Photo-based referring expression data
+-------+

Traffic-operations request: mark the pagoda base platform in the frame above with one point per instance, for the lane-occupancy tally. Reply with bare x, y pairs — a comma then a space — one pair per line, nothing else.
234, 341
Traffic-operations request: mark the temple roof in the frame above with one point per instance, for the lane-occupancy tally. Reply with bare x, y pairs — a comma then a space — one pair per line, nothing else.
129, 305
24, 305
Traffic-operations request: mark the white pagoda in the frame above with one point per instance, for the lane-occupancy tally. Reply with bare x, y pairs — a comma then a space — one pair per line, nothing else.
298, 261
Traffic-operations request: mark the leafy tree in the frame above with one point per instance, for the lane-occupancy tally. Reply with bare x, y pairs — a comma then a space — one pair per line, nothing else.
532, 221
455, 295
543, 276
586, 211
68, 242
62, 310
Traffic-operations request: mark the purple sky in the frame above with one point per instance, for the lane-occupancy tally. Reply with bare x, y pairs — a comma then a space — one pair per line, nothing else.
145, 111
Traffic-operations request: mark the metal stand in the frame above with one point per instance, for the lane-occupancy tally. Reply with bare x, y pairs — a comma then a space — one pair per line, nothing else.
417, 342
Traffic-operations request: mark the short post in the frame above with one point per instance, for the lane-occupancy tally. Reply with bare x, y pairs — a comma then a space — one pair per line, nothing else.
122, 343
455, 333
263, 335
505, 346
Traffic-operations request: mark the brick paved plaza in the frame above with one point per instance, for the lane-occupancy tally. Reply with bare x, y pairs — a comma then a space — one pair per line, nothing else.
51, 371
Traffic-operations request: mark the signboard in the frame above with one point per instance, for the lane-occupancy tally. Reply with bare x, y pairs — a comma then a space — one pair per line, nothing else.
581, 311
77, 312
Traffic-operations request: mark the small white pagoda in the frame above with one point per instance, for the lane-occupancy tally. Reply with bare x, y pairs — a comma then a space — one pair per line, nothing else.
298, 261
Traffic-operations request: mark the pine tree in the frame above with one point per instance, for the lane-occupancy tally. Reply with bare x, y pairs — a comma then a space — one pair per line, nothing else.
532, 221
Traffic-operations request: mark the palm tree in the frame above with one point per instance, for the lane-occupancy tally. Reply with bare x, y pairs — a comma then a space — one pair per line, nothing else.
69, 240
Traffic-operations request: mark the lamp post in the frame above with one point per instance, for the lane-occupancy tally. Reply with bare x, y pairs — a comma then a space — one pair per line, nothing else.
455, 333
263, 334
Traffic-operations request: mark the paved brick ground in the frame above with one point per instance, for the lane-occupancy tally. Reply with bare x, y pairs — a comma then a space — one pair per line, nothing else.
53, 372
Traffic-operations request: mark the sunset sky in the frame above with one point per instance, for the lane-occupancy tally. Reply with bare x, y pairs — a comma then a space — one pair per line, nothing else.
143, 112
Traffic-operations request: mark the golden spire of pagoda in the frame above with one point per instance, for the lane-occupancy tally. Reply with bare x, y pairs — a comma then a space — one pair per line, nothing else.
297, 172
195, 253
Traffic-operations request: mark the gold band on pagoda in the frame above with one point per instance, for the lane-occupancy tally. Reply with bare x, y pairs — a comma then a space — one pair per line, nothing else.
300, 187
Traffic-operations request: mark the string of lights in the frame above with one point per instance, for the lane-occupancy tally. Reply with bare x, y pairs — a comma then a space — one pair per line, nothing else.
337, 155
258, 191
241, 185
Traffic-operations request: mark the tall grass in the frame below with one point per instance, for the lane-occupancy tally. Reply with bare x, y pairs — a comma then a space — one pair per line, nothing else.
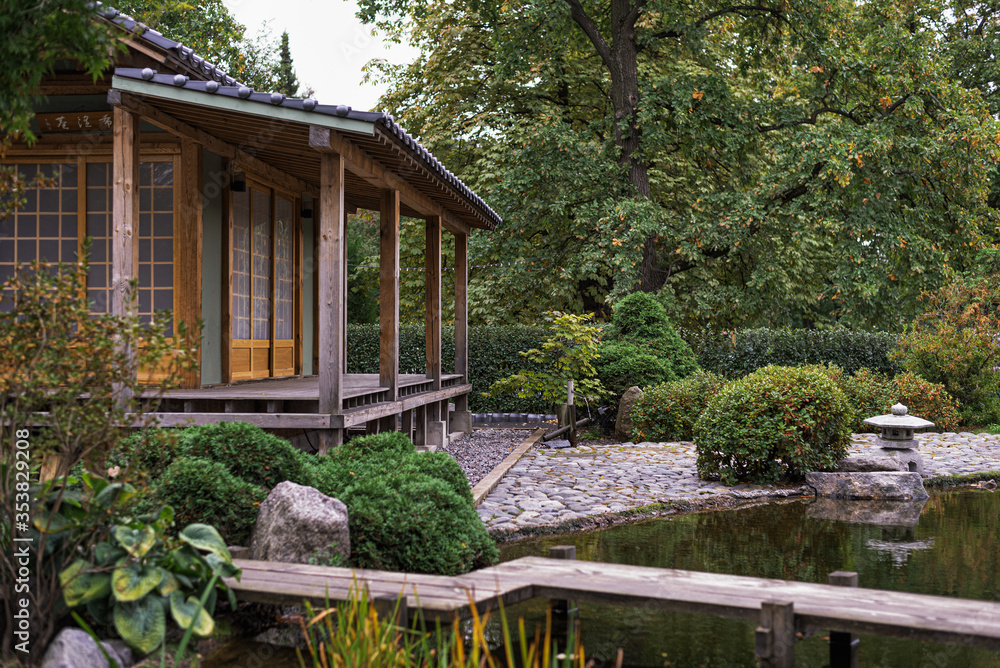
353, 633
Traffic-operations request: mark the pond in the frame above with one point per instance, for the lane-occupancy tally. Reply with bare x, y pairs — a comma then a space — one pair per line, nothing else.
950, 546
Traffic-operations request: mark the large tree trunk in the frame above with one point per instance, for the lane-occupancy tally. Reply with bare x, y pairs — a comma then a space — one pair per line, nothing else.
621, 58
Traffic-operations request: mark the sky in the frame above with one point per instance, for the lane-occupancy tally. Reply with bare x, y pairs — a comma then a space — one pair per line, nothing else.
329, 45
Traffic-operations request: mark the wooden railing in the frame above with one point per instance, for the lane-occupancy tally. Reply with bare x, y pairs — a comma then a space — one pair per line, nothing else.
784, 608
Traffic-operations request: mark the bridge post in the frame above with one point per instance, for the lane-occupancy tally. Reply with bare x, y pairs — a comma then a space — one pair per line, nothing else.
562, 609
775, 637
844, 646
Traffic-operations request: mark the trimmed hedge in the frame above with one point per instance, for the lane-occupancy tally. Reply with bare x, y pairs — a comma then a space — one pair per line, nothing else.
668, 412
494, 354
741, 352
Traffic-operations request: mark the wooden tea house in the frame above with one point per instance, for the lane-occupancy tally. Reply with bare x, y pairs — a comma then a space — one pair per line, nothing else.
228, 205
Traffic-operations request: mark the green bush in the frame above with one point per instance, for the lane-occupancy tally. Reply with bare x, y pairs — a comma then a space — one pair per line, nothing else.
641, 348
955, 343
406, 511
248, 452
925, 399
669, 411
734, 354
870, 394
494, 353
777, 422
201, 490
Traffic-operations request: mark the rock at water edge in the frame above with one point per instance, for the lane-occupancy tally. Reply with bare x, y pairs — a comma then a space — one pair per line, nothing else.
623, 425
74, 648
894, 485
869, 463
297, 523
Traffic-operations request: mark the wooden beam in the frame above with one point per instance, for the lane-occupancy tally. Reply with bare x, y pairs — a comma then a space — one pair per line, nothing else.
432, 289
366, 167
125, 217
388, 347
462, 315
243, 161
188, 252
331, 295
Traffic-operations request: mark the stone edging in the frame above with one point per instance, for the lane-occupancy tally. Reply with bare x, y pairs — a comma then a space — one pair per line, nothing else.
486, 485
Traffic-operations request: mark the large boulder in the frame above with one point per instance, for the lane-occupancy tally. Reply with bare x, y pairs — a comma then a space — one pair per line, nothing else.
869, 464
74, 648
298, 523
887, 485
623, 425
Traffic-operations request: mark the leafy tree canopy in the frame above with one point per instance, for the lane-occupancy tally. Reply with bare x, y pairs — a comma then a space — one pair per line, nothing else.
209, 28
786, 163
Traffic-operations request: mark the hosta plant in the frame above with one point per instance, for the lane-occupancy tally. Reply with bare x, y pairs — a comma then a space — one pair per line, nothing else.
138, 573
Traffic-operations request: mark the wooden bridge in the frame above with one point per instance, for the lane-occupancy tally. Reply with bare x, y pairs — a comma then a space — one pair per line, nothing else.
786, 610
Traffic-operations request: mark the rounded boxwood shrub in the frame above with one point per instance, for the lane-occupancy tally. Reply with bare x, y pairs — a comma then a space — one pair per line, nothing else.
777, 422
201, 490
406, 510
641, 348
248, 452
416, 524
668, 412
925, 399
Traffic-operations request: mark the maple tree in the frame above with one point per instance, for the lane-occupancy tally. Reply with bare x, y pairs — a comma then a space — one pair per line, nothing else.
771, 164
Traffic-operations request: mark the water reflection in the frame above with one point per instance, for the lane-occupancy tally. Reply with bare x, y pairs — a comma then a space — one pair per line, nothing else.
946, 545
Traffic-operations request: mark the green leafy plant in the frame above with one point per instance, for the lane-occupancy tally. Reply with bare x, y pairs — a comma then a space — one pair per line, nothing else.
736, 353
494, 353
407, 511
69, 391
641, 347
355, 633
669, 411
328, 556
956, 342
928, 400
777, 422
568, 353
134, 572
202, 490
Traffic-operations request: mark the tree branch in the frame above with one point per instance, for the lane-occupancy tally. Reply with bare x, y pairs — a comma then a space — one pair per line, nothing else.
590, 29
742, 10
811, 120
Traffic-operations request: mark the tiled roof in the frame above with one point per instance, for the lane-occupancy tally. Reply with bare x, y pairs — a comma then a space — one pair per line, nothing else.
217, 82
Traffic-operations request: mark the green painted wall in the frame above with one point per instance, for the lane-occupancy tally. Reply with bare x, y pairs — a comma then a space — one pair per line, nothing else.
213, 190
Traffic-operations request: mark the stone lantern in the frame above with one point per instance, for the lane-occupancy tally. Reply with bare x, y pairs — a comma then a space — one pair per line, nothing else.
896, 436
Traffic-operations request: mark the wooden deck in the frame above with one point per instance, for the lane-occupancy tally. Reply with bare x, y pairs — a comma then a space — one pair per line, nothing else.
814, 606
294, 402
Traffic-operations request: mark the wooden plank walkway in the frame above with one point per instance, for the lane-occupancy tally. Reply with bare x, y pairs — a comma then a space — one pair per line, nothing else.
293, 403
816, 606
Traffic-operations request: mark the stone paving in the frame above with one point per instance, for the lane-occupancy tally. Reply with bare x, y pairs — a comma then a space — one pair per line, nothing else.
549, 486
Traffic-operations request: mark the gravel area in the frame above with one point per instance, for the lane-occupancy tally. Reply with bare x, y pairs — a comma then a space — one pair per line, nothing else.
479, 453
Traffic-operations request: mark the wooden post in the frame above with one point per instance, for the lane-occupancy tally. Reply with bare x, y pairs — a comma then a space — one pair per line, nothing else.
331, 292
388, 347
775, 637
843, 646
463, 418
436, 433
407, 423
125, 221
394, 611
188, 252
563, 610
432, 285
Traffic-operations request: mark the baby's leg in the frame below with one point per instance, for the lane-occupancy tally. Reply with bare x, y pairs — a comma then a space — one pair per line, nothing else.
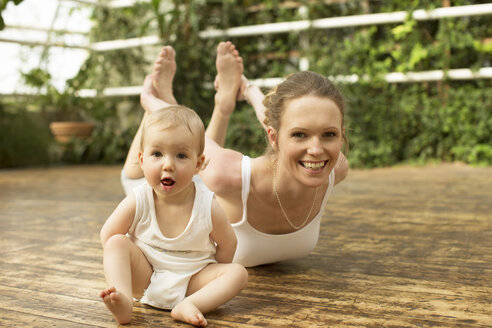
208, 289
229, 70
163, 74
127, 273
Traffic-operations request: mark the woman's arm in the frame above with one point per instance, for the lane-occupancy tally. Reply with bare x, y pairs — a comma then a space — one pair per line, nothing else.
223, 235
120, 221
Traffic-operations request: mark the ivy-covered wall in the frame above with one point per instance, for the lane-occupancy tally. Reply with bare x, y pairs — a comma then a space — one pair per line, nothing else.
387, 123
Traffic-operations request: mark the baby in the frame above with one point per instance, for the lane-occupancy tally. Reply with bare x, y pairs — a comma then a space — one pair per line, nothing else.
169, 243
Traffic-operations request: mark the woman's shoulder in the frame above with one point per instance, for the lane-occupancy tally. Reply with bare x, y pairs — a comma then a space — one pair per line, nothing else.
223, 173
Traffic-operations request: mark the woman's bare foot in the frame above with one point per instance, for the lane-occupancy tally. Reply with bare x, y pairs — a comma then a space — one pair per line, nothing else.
148, 98
120, 305
229, 70
163, 74
187, 312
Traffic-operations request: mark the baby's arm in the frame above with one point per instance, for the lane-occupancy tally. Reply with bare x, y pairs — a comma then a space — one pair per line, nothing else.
120, 220
222, 234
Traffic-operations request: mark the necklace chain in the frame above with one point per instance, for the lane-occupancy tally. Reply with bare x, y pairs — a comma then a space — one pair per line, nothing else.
280, 204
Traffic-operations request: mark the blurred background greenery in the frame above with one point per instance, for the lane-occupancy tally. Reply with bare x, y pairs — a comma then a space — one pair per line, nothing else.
387, 123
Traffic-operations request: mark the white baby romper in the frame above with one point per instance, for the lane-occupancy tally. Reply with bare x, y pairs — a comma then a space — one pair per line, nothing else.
174, 260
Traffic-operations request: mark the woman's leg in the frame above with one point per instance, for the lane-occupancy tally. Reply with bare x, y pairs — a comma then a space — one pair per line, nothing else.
127, 273
157, 93
208, 289
229, 70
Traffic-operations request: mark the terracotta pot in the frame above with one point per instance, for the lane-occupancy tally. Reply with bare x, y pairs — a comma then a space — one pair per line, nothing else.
64, 131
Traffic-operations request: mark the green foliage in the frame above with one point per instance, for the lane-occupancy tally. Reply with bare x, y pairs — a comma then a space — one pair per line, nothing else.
3, 5
24, 139
386, 123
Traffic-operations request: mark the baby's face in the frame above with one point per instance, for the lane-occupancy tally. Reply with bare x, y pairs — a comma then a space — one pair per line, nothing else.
170, 159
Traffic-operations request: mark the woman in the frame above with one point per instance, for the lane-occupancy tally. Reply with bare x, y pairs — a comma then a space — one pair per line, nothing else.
275, 201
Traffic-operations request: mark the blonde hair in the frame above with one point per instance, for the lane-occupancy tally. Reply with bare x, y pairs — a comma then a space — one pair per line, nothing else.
298, 85
176, 116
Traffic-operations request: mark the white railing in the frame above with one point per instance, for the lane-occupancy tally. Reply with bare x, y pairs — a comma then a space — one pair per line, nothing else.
286, 27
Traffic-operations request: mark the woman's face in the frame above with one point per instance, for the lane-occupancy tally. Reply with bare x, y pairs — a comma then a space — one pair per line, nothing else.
309, 139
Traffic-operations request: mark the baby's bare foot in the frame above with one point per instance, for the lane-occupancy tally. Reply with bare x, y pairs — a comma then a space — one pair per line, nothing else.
229, 70
163, 74
187, 312
119, 304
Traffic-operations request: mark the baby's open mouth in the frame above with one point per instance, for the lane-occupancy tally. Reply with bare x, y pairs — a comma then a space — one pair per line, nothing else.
167, 182
313, 165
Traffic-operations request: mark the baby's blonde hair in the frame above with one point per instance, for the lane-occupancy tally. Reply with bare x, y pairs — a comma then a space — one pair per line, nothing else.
176, 116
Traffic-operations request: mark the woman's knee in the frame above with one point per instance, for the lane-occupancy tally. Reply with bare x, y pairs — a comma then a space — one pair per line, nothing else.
240, 273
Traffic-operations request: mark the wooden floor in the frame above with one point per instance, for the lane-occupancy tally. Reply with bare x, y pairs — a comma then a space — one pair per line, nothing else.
399, 247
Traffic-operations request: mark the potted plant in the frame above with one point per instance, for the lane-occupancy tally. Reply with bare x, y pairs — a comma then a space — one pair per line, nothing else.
63, 109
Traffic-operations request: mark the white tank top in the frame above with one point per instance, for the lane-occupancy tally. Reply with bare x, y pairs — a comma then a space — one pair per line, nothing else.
186, 253
255, 247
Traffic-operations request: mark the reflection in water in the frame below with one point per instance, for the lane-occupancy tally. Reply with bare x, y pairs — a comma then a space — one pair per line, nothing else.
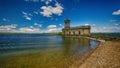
42, 51
75, 45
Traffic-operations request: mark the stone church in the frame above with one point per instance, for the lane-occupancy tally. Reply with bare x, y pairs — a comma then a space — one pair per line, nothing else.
75, 31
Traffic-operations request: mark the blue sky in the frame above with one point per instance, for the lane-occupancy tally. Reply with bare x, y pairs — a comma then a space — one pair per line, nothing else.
37, 16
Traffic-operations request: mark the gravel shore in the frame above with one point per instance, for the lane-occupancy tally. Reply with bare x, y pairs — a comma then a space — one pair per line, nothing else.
107, 55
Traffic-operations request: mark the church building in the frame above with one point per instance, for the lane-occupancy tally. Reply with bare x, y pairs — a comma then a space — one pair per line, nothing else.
75, 31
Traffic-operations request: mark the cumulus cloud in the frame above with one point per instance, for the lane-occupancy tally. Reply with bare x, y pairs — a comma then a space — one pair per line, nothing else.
8, 28
5, 20
36, 12
37, 25
116, 12
90, 25
26, 15
113, 20
116, 24
105, 29
48, 11
32, 0
53, 28
29, 30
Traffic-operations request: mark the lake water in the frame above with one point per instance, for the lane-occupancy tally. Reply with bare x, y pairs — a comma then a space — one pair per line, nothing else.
42, 50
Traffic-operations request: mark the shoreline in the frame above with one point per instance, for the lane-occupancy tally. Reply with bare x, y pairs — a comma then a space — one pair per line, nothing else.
105, 55
80, 62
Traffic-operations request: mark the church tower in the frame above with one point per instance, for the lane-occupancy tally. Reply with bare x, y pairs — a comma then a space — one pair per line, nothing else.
67, 23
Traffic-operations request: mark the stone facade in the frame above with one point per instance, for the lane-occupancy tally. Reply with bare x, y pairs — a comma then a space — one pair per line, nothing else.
75, 31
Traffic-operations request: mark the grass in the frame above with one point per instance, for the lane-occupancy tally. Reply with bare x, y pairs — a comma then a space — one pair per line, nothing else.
45, 59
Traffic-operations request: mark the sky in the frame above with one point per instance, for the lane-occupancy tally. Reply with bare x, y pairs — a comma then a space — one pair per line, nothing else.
38, 16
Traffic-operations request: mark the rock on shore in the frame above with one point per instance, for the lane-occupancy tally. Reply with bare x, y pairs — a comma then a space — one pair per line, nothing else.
107, 55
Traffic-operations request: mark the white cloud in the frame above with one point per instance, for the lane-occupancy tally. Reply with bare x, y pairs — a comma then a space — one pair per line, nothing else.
29, 30
116, 12
8, 28
32, 0
38, 25
53, 28
35, 12
26, 15
116, 24
5, 20
48, 11
27, 18
113, 20
87, 24
105, 29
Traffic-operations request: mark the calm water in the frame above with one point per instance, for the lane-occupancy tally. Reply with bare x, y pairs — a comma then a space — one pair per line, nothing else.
46, 50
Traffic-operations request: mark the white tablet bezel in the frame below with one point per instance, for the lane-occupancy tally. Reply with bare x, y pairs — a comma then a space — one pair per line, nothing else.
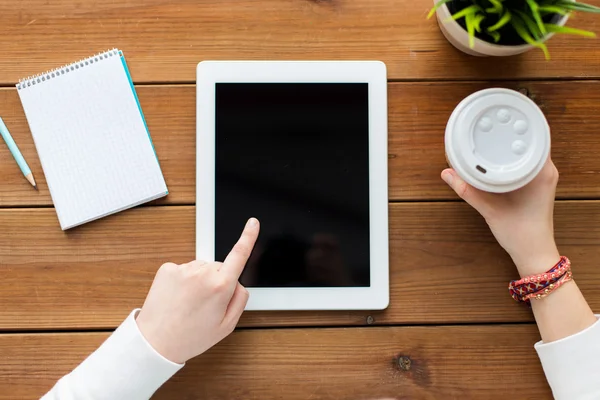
374, 297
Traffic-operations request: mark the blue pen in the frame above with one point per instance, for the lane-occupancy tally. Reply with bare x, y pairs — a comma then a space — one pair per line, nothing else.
12, 146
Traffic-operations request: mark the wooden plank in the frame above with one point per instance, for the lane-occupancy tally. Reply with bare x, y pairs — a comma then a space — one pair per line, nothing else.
445, 267
417, 117
451, 362
163, 41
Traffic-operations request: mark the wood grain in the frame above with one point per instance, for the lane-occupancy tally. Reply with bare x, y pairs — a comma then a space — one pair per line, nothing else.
164, 40
338, 364
418, 113
441, 253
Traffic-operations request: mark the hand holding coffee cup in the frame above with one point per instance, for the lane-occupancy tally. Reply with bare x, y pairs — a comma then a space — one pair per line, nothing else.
522, 219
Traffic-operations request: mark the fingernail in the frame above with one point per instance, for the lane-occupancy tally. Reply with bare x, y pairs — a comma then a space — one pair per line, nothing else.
447, 177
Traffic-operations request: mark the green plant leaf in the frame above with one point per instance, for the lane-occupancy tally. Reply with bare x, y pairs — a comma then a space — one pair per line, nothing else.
570, 31
477, 22
501, 22
554, 10
495, 35
435, 8
520, 28
496, 9
530, 25
536, 16
470, 29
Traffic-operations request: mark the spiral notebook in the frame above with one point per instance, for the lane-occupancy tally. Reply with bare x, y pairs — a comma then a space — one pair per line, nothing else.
92, 139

+-------+

TASK STATEMENT: Repeat only the tail of the entries, exactly: the line containing "Traffic-operations request: mark the green plant" and every line after it, to the end.

ANSWER AREA:
Traffic-operations request: mark the green plant leaf in the frame above with one point per instance, for the lane-occupancy tally. Reply with bare x, y pairs — a comma then a space — one pair per line, nothing else.
570, 31
477, 22
501, 22
554, 10
495, 35
435, 8
520, 28
496, 9
530, 25
536, 16
470, 29
Traffic-operations request: mark the spiral notebook in the frame above with one point per instance, for the lane-occupancy tally. Reply with bare x, y pairs — a comma then a space — one pair per line, nothing else.
92, 139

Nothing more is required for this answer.